GIVEN EXERCISE:
Return every line in the rows below that contains the string "oven". Treat uppercase and lowercase as different.

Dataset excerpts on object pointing

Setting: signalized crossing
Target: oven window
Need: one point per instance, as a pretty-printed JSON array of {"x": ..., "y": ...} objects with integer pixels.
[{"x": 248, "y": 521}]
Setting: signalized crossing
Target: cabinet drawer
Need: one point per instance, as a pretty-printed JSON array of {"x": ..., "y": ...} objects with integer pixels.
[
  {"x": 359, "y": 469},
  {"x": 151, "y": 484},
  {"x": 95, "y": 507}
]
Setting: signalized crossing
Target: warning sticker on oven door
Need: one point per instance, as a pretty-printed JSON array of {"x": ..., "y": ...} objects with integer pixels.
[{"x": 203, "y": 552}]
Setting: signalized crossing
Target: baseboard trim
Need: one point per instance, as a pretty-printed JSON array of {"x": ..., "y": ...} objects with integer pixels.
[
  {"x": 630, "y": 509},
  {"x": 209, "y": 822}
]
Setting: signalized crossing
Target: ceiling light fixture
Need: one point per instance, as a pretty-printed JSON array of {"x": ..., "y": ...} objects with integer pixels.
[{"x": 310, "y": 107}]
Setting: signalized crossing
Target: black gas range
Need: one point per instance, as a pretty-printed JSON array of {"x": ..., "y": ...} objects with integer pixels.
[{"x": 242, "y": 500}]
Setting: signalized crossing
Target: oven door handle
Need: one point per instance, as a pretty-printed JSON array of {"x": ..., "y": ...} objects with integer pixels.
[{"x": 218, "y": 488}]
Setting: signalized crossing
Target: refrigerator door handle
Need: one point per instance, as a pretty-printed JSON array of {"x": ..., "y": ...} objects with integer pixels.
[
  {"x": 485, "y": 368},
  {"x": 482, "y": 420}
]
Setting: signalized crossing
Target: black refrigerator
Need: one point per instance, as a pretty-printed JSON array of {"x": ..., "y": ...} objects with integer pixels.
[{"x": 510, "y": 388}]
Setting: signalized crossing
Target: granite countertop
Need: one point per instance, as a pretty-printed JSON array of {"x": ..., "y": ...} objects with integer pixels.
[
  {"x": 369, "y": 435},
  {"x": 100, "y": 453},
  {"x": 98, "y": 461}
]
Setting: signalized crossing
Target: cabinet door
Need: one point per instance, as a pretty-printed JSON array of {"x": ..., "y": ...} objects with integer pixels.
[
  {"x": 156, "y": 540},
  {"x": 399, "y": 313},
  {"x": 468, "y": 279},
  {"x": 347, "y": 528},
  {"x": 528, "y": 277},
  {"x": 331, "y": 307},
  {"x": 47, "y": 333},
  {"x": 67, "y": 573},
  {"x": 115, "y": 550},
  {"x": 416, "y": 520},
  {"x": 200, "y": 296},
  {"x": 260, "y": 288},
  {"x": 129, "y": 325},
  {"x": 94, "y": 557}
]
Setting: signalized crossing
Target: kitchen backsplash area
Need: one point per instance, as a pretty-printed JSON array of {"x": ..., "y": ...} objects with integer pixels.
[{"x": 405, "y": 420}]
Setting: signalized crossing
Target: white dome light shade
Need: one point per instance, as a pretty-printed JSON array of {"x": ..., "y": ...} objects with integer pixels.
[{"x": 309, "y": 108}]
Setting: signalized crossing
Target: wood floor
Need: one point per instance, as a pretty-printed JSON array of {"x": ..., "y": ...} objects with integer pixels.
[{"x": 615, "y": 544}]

PROBLEM SOLUTION:
Target: oven window
Target: warning sticker on oven door
Target: oven door handle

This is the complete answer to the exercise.